▶
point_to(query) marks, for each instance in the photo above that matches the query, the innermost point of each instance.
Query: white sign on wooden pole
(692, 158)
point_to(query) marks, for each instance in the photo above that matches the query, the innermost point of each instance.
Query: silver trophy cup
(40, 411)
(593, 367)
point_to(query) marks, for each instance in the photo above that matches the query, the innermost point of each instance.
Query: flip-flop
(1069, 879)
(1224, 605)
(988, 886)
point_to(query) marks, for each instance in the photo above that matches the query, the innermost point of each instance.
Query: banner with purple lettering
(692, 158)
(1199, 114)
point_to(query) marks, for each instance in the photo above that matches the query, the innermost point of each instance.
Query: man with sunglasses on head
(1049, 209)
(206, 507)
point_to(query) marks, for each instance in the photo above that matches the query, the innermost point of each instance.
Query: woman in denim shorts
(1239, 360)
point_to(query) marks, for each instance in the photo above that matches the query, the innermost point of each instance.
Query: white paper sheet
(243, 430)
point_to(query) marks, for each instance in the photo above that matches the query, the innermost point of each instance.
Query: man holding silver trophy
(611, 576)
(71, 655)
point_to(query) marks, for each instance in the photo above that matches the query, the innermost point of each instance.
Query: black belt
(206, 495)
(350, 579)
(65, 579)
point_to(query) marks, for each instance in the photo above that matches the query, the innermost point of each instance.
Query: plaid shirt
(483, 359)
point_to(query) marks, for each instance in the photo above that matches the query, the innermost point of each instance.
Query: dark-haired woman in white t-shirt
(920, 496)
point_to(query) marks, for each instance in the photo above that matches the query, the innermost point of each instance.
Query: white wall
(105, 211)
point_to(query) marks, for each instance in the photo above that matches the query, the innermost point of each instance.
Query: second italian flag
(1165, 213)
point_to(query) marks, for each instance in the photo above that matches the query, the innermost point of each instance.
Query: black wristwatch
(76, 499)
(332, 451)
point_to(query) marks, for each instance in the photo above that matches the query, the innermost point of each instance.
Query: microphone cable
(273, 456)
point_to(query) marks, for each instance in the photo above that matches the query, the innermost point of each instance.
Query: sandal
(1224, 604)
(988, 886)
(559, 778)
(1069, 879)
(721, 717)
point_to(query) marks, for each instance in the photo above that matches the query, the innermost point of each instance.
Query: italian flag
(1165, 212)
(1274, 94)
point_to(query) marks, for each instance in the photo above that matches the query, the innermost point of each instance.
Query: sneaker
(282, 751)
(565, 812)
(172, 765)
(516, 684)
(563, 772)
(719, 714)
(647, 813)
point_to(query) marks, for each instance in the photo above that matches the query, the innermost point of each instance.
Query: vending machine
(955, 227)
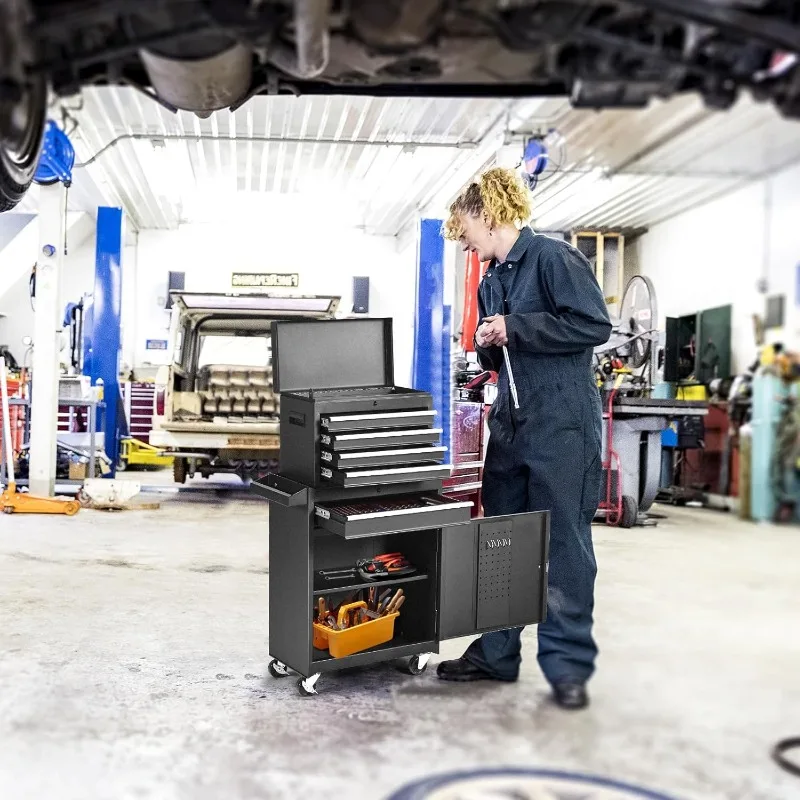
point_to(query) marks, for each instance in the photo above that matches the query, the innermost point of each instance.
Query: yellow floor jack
(12, 501)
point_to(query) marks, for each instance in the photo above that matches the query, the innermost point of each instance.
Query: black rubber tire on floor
(17, 169)
(179, 470)
(630, 512)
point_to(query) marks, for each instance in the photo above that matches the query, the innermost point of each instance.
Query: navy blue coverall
(546, 455)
◀
REQUEST — Reproduce every row above word for word, leaving out the pictures.

RESPONSE —
point_to(query) marks, for each instance in the photo above that matches the query, the innermost point of each instance.
Query: white sign on wooden pole
(692, 158)
point_to(query) marks, for each instance in the photo above that matches the query, the innermost point of each instance.
Query: silver trophy cup
(40, 411)
(593, 367)
point_to(query) marks, for each instance in the photo above that matches the query, the innermost point of each instance.
Query: flip-flop
(1069, 879)
(1224, 605)
(988, 886)
point_to(query) marks, for each instance in the photo above that matches the query, the innermost point of each instance.
Query: banner with purple lettering
(692, 158)
(1199, 114)
point_to(query) marks, for each instance in the photo above that matches the query, the innermost point of each instance.
Query: man with sunglasses on head
(1049, 209)
(206, 507)
point_to(query) marks, for each instance in the photo above that matches the query, the innermost point of each instance.
Query: woman in denim shorts
(1239, 360)
point_to(query) marks, for each instance in the photo above that matches the query, the innermost point of each instance.
Query: white paper sheet
(243, 430)
point_to(query) marks, for each instance in the photo above that matches the query, the innermost point of each instance.
Query: man holding silver trophy
(611, 576)
(71, 655)
point_to(query) marks, for each instance in the photo above that matches the query, the innermost point of each instance.
Query: black belt
(206, 495)
(350, 579)
(65, 579)
point_to(query) marks, for each instance in the photo above that matches the query, the innermost point of each instance.
Query: plaid shirt
(483, 359)
point_to(query) marks, for each instance in the photo above that matches the query, the innermost point of each instance.
Query: dark-haired woman in white t-shirt
(920, 496)
point_to(query) marks, for each instance in the photo above that matches the query, the innermost point of each instance.
Query: white wall
(105, 211)
point_to(query) marks, for each instance in the photo above that matches the query, the innermost point of each instance.
Query: second italian flag
(1165, 213)
point_to(query) marks, for each instance in the photo above that matches the query, the innermost point of each instance.
Query: black wristwatch
(76, 499)
(332, 451)
point_to(query) marks, for each instance in the photo above that matches the query, the innermost point of each instance.
Query: microphone cable
(273, 456)
point_to(query) marks, for each instance in the photo above that matches the query, the innermost point of each instance.
Query: sandal
(1224, 604)
(988, 886)
(559, 778)
(1069, 879)
(721, 717)
point_to(query) marks, for each instance in the photo above that matches the query, the innermost point of each instance.
Query: italian flag
(1165, 212)
(1274, 94)
point_to(query) marks, for each instance in the photo above that matches the query, the innermost point of each instance.
Query: sneaker
(282, 751)
(565, 812)
(172, 765)
(516, 684)
(563, 772)
(719, 714)
(647, 813)
point_to(query) marks, for each instance in the photo above that matches the query, the innermost point of each instance.
Query: vending machine
(955, 227)
point_to(query) marks, for each instance in the photo above that matches the query, the innermost point of each instance.
Query: yellow floor jack
(12, 501)
point_to(query) marks, for each instance in the photo above that matches the query, the innermost point of each instance.
Query: black rubber tire on floor
(17, 169)
(179, 470)
(630, 512)
point_to(query) marks, for each instance in the photo above that matches the query, the innermost point of each instance.
Query: navy blue coverall
(546, 455)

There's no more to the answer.